Image point grounding data:
::::

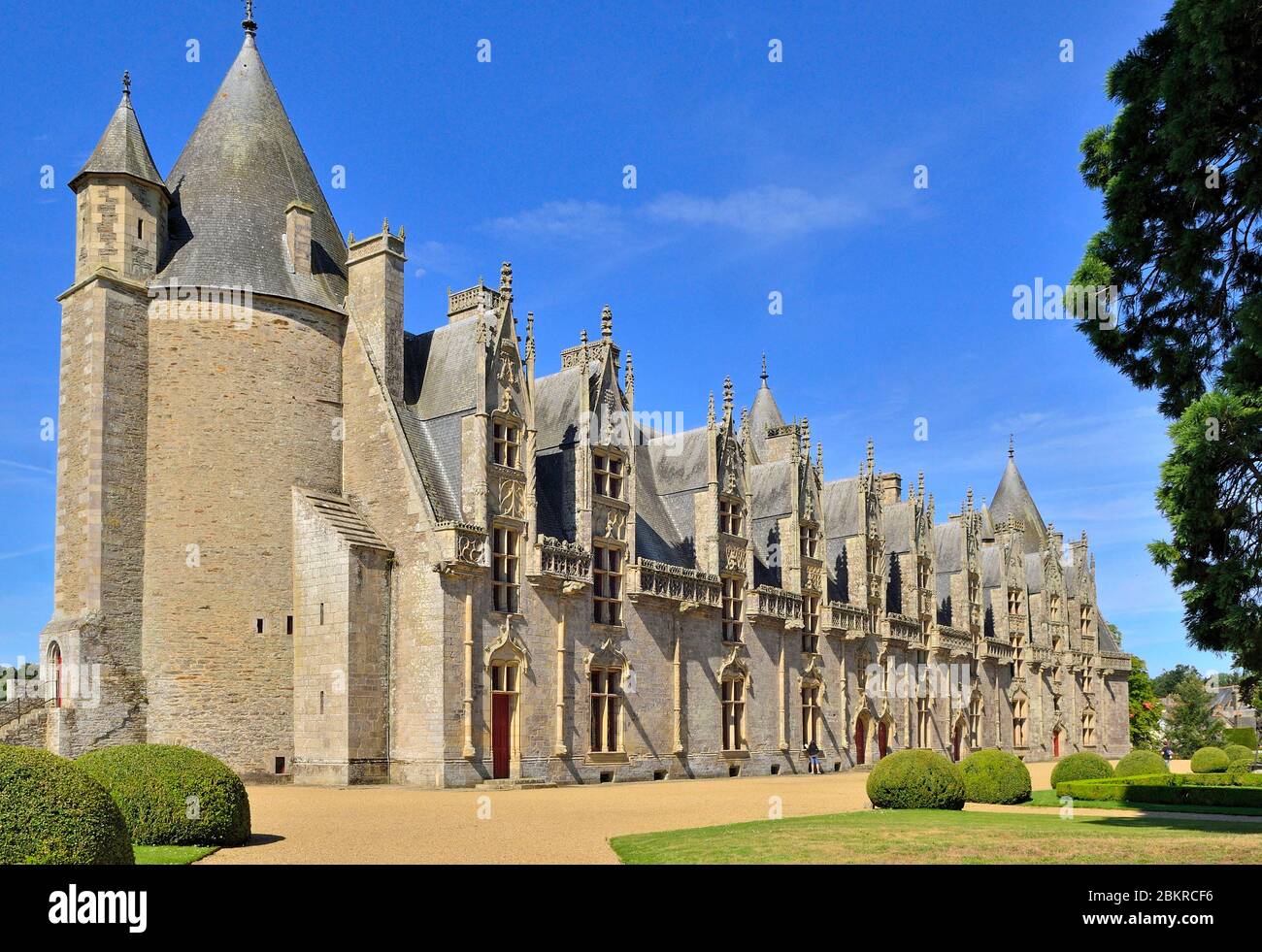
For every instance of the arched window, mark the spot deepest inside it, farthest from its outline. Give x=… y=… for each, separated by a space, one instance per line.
x=733 y=711
x=54 y=664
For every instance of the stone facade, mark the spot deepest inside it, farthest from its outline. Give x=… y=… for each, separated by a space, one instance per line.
x=315 y=544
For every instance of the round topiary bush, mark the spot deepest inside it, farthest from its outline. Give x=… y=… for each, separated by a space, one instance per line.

::::

TRY IT:
An exact reprint of every record is required, with the pictures omitted.

RESPONSE TO THE EXERCISE:
For every instance of the arched window, mark the spot deepest inside it, farthest from its outline. Give x=… y=… for each, separated by a space, one instance per line.
x=733 y=711
x=54 y=664
For every instance of the stone facade, mark the spot deepest inside it, farthest from its outline. Give x=… y=… for each, separated by a space, one instance per line.
x=315 y=544
For every instance of the round topiary bush, mark the spot deepest inside it, farthest from its outline. Give x=… y=… for each, separated by a space, one instance per line.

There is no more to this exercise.